▶ **Challenges**
[1] Collect every line of the entries below that contains the string "sofa", and copy each such line as it appears.
[2] Extend the account of the daycare parent who insists on using the front door, beginning directly after its final sentence.

▶ **Text provided**

One big thing is that she seems weirdly obsessed with being in my house. We use the back door for daycare and you get to the playroom right from that entrance. There is no need for anyone (parent or child) to go into the rest of the house. It is a completely separate section of the house and closed off from the rest by lockable doors. This Mom insisted on showing up at my front door even after numerous reminders to use the back door. You have to walk through the entire house to get to the playroom coming in that way. After the first two times I started answering the front door with my shoes on and walking her back outside and around to the back door. Both times we walked through the house, she put her child down and attempted to follow behind them when they ran off the main hall and tried to go running around my living and dining rooms. She carries the child everywhere every other time. I don't even understand what the issue could be as the back door is at the end of the driveway, just a couple feet from where she parks her car to do drop off. She literally was parking, then carrying the kid and all their stuff all the way around the side of the house and up the big front porch and then walking through my entire house, dropping off, then trying to get me to let her walk through my house again to leave. She actually tried to "argue" when I told her to leave through the back door and she paused, sighed, then gave in when I explained that she couldn't walk through my whole main floor again, alone, because she wouldn't be able to lock the front door behind her.

▶ **Supplied data**
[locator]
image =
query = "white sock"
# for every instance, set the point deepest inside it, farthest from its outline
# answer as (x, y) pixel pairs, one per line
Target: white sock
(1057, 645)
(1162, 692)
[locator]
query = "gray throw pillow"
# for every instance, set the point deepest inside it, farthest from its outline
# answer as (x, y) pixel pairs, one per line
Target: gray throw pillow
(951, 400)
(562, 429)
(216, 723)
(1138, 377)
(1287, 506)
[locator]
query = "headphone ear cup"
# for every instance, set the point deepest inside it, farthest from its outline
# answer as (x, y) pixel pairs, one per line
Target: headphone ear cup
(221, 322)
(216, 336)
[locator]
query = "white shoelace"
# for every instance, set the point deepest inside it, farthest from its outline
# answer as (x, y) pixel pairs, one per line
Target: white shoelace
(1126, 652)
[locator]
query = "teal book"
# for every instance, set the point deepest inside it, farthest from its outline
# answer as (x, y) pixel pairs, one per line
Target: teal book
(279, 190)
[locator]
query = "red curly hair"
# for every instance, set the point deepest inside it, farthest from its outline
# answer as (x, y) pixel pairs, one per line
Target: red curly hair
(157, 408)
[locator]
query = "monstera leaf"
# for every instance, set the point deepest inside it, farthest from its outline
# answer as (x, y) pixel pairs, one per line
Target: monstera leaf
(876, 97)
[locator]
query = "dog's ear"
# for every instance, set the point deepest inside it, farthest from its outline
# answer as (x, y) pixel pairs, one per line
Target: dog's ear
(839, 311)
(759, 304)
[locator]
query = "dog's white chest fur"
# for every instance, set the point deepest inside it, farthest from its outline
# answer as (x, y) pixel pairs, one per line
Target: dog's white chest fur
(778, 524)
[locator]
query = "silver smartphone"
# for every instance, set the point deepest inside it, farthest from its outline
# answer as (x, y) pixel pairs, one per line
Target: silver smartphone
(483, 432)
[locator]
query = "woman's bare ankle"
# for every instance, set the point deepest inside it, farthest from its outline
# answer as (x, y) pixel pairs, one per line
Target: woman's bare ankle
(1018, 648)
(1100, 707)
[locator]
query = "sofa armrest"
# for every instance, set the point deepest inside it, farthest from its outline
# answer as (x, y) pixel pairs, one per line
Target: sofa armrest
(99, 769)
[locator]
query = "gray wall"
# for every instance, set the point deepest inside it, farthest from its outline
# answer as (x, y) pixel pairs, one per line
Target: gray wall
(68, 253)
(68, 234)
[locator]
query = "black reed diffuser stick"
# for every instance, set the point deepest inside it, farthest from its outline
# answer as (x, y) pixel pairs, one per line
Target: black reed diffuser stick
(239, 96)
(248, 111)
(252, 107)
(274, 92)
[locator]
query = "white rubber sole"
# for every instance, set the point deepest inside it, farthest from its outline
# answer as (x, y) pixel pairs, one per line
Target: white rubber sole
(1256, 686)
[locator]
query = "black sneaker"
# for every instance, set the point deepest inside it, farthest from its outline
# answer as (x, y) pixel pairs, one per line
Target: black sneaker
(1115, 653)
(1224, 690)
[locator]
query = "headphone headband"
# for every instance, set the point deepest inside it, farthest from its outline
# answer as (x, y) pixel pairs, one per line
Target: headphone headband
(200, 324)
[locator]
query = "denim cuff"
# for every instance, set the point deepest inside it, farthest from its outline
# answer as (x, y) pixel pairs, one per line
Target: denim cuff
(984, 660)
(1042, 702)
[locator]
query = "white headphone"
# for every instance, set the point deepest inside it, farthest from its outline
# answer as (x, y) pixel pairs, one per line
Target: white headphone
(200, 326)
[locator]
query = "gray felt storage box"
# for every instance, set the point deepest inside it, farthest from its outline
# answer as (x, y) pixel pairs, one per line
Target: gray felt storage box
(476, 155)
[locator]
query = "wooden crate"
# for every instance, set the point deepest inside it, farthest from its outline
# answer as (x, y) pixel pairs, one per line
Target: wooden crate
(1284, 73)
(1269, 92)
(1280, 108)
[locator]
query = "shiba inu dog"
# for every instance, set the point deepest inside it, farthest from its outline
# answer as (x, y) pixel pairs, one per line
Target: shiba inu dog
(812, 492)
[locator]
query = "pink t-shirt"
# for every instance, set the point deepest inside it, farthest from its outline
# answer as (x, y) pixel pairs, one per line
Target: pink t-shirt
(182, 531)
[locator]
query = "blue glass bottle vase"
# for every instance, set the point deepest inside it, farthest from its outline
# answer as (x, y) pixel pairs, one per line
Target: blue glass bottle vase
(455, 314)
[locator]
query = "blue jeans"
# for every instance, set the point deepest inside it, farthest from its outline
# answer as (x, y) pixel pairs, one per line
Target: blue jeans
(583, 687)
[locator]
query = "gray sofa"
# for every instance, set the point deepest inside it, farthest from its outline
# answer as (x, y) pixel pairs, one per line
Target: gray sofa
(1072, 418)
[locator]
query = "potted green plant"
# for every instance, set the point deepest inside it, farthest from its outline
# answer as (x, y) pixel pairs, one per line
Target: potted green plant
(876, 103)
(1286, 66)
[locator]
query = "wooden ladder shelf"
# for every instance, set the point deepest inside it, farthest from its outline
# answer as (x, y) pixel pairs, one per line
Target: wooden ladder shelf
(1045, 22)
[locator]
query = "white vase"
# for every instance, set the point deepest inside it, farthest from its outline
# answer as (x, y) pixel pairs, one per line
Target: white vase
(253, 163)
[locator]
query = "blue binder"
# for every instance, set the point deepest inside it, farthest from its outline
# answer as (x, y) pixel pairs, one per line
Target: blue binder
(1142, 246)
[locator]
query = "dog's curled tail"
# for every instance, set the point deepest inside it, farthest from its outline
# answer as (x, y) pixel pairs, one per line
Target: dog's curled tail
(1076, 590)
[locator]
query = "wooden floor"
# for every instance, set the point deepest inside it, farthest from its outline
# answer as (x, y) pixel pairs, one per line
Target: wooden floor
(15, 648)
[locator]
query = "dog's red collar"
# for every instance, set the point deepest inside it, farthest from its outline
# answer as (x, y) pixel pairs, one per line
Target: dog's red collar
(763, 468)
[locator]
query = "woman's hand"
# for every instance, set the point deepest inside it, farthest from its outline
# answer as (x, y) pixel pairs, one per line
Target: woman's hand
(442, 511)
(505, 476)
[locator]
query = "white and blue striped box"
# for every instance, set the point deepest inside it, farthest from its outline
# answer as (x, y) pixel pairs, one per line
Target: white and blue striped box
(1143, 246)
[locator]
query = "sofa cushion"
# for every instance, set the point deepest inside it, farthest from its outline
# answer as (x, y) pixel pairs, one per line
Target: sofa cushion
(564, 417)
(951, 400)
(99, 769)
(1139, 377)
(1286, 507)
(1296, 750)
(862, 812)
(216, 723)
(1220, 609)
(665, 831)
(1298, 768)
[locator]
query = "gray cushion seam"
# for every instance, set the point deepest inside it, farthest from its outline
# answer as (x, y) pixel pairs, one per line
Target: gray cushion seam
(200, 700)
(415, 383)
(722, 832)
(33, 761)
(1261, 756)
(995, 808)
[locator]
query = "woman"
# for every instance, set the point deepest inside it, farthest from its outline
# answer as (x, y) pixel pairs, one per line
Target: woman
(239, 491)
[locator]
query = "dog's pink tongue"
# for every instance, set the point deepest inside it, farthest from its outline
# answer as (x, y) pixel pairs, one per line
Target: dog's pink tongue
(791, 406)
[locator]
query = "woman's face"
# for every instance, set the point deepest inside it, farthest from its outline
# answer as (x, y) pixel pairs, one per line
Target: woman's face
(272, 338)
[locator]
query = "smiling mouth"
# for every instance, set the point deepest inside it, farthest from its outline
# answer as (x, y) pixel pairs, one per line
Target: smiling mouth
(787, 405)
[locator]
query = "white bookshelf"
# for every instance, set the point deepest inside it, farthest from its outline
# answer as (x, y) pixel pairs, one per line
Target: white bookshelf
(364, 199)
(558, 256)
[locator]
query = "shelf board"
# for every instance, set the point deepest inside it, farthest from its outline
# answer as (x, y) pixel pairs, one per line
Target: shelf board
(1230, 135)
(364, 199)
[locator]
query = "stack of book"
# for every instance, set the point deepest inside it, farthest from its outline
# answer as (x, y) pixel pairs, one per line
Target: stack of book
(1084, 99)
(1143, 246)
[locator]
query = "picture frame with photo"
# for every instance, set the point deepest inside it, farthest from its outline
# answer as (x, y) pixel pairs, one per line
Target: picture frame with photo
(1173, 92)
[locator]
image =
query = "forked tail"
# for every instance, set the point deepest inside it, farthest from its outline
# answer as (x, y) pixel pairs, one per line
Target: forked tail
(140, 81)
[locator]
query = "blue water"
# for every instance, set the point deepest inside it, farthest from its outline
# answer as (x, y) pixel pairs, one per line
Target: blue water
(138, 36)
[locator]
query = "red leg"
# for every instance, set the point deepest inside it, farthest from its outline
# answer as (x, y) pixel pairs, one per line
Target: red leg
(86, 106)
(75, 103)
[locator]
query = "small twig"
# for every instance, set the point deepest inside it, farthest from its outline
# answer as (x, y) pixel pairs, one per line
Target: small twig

▶ **Results in order**
[1]
query = "sofa armrest"
Target: sofa armrest
query = "gray sofa"
Target: gray sofa
query = "sofa cushion"
Target: sofa cushion

[2]
Even during our first interview, when she was leaving she stopped to look in the closet beside the playroom (it was locked and she unlocked it) and when she came to drop off the paperwork she asked to use the washroom. She lives less than 5 minutes away but ok... So I walked her to the bathroom and returned to the playroom and was waiting with all her paperwork to bring home. She seemed to be taking a while so when I went to check on her, I found her and her child sitting on my couch, reading a book from my own child's (non-daycare) stash of toys! She at least looked a little sheepish and said her child ran off so she went to get them and that this was their favourite book. (I took the book and said that the rest of the house wasn't child-proofed so we don't bring the children on this side).

But 6 months in, it's still happening. She's showed up to the front door a few more times and I've ignored the knocking and just told her come to the back when she's called/texted for me to open the door. There was one time when the child was having a meltdown at drop off and I said come, we'll wave at mommy through the window. This one was strange because the mom went from looking sad that her child was having a tough time to just absolutely beaming and was like "Ya! Wave in the window!" but when I carried the child to the window, the mom visibly hunched down looking disappointed and was like "Oh, not the living room window?". Like... What? That's at the front of the house and part of my PERSONAL SPACE.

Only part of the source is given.